■ What the exercise asks
Pull out every line of the entries below that contains the word "left". Treat uppercase and lowercase as different.
— Begin Source material —
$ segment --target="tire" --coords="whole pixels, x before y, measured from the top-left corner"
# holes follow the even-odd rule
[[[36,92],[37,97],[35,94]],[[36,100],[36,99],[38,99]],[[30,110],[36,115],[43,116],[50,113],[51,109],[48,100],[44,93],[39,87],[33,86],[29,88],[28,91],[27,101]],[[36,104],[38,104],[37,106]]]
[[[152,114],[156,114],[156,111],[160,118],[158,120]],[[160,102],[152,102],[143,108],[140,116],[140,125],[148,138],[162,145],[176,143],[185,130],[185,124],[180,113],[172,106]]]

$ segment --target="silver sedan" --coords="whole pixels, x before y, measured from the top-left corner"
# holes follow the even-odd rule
— End Source material —
— Begin Source material —
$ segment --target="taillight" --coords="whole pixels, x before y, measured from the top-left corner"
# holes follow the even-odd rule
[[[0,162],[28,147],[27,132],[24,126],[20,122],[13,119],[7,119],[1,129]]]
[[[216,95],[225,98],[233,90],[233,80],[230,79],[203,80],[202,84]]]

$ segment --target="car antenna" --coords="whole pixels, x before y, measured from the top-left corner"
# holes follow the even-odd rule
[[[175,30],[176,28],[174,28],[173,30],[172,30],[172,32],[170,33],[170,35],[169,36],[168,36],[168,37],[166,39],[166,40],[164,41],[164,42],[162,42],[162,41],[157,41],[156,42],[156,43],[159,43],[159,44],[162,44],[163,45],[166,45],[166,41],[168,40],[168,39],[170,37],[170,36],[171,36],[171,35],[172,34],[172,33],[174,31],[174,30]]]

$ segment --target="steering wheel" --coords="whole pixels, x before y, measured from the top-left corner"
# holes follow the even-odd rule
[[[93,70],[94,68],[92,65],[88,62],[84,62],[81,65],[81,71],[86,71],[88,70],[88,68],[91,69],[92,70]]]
— End Source material —
■ Full solution
$ segment --target="tire" --coords="whole pixels, x before y, measured from the top-left corner"
$ segment --target="silver sedan" --coords="whole pixels, x before y, measured from the top-left corner"
$ segment --target="taillight" --coords="whole pixels, x before y, measured from the top-left corner"
$ segment --target="car antenna" --coords="whole pixels, x before y, measured from the top-left corner"
$ segment --target="steering wheel" --coords="whole pixels, x before y, measured from the top-left corner"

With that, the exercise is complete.